┌──
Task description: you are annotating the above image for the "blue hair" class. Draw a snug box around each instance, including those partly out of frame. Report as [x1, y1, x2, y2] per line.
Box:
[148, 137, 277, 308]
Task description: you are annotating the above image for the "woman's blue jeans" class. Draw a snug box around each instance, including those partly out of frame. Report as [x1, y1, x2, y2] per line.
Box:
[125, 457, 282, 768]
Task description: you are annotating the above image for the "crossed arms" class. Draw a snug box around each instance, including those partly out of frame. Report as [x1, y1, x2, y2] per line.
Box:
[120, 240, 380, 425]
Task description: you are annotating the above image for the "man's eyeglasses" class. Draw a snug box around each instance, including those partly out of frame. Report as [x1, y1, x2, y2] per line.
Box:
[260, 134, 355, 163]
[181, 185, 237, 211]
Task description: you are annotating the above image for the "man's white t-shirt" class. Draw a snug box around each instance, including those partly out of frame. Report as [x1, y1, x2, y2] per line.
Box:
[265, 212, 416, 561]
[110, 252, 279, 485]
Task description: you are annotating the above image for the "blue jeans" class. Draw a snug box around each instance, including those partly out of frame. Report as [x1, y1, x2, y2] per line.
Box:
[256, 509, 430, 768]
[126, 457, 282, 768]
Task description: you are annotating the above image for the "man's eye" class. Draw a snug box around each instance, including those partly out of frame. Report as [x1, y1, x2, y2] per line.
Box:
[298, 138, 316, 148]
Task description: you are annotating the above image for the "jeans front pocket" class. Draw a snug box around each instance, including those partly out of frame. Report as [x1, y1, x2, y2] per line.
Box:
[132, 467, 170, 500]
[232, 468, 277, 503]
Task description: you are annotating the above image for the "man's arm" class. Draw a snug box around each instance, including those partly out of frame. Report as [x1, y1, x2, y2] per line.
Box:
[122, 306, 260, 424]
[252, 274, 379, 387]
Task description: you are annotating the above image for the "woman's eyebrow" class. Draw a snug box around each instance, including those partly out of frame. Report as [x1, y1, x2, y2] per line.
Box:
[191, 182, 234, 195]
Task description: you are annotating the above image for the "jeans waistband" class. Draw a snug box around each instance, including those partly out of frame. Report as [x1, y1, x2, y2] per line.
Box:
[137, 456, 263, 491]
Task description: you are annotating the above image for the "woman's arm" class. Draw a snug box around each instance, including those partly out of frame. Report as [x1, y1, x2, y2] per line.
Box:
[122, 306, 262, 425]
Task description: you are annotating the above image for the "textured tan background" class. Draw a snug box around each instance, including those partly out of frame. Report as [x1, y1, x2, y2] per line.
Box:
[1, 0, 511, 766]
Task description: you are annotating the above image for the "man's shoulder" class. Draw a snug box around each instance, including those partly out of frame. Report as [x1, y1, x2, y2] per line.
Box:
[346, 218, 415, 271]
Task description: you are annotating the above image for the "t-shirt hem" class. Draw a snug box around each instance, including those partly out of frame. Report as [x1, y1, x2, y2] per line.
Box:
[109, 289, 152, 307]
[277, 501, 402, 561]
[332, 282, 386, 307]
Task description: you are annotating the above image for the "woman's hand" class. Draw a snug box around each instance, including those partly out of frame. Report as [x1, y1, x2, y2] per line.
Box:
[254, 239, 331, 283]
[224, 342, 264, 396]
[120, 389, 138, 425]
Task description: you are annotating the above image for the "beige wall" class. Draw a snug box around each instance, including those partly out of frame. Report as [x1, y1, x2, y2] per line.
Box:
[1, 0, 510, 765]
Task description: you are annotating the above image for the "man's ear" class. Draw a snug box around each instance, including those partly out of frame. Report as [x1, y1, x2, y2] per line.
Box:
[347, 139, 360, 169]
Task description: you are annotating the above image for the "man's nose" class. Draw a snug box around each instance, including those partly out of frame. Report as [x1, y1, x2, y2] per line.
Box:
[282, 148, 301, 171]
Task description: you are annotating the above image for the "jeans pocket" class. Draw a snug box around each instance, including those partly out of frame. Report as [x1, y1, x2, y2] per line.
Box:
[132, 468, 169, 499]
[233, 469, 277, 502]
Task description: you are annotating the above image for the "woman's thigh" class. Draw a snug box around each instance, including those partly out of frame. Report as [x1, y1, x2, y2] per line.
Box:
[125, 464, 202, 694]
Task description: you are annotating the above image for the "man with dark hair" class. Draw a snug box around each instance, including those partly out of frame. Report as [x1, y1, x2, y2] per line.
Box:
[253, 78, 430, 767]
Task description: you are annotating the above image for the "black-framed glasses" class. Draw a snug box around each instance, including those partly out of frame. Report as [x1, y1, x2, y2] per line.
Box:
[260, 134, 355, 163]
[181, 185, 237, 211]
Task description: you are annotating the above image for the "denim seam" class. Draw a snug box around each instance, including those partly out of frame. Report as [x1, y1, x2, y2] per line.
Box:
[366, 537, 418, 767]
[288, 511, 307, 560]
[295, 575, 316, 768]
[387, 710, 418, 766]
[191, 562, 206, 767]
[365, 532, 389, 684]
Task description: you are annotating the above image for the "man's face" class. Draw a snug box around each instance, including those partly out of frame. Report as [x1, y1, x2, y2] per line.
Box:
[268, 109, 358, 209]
└──
- EXERCISE OBJECTIVE -
Report, with no additional words, how many lines in the records above contain the word "hair".

- EXPECTED ANSWER -
2